Task to complete — Find every line in the entries that holds the string "firefighter" and report it.

Information supplied —

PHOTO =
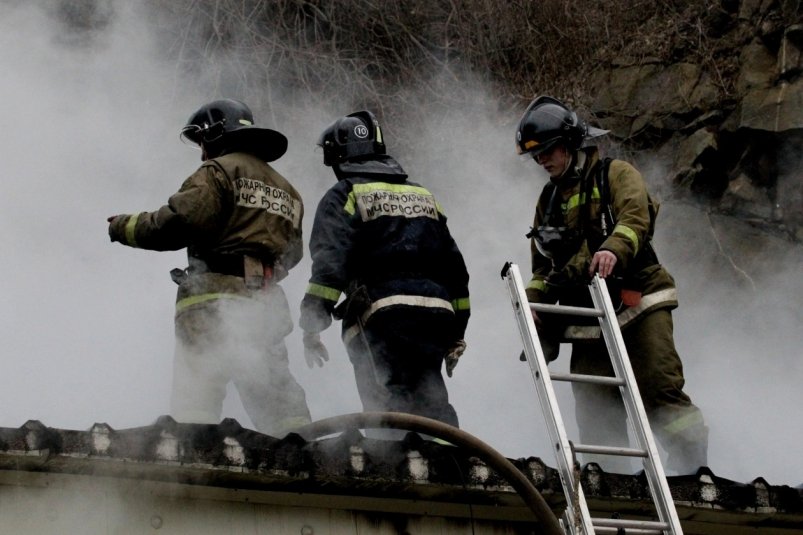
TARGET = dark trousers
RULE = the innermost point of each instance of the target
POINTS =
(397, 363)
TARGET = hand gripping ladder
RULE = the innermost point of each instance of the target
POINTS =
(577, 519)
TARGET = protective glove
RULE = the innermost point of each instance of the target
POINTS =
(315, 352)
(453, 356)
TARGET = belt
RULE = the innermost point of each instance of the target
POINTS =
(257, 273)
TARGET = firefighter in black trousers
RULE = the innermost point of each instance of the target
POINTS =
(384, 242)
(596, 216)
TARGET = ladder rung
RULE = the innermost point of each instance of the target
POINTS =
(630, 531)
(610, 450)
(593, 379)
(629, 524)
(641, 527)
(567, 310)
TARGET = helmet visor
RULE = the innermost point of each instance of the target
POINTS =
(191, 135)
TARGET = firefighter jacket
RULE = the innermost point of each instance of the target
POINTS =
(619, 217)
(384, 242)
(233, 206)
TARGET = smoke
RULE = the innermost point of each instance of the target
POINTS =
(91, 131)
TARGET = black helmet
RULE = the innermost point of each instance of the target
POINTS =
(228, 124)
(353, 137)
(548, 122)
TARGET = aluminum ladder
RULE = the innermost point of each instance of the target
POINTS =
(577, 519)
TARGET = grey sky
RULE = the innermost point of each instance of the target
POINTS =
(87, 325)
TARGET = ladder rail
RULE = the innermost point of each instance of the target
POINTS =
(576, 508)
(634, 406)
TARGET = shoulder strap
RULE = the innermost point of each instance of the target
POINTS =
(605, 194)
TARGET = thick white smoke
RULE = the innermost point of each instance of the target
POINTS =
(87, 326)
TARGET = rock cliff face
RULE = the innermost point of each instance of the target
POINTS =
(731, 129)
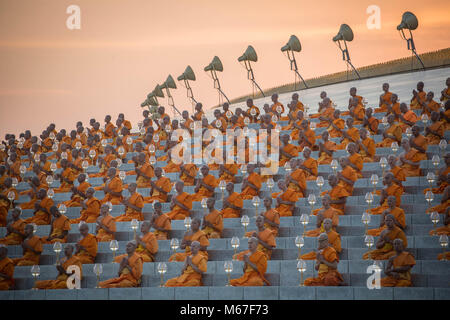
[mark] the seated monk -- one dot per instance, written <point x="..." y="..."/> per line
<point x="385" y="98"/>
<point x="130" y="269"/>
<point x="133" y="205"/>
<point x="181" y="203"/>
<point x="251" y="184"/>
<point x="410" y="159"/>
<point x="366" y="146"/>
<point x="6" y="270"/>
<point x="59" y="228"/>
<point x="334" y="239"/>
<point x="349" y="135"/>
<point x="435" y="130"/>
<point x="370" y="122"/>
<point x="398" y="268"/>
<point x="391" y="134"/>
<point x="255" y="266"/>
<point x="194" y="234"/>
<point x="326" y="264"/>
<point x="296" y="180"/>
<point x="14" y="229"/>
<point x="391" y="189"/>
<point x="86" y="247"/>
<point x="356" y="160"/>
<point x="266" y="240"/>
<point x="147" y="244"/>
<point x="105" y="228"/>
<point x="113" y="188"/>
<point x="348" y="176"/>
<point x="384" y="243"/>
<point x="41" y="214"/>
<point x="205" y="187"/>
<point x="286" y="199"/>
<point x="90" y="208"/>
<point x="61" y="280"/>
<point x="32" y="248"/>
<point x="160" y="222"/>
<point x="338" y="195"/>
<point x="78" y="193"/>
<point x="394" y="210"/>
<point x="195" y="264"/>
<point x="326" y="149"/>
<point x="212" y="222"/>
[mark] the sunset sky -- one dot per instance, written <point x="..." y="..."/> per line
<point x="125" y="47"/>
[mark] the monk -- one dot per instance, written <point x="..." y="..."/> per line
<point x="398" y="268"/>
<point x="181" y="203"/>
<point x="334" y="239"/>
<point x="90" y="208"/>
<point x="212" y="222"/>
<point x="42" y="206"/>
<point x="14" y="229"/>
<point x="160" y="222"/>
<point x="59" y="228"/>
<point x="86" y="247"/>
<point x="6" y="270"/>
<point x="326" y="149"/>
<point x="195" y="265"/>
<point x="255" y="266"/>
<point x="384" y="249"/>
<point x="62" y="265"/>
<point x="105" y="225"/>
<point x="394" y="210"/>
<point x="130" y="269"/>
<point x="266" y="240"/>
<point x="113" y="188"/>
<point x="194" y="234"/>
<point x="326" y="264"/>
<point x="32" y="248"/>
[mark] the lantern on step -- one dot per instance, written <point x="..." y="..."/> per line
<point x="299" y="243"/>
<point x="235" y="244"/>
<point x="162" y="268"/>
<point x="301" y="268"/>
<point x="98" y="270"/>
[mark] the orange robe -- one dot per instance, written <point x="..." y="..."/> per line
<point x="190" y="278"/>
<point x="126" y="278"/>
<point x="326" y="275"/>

Exercise response —
TARGET = firefighter in black trousers
TARGET = firefighter jacket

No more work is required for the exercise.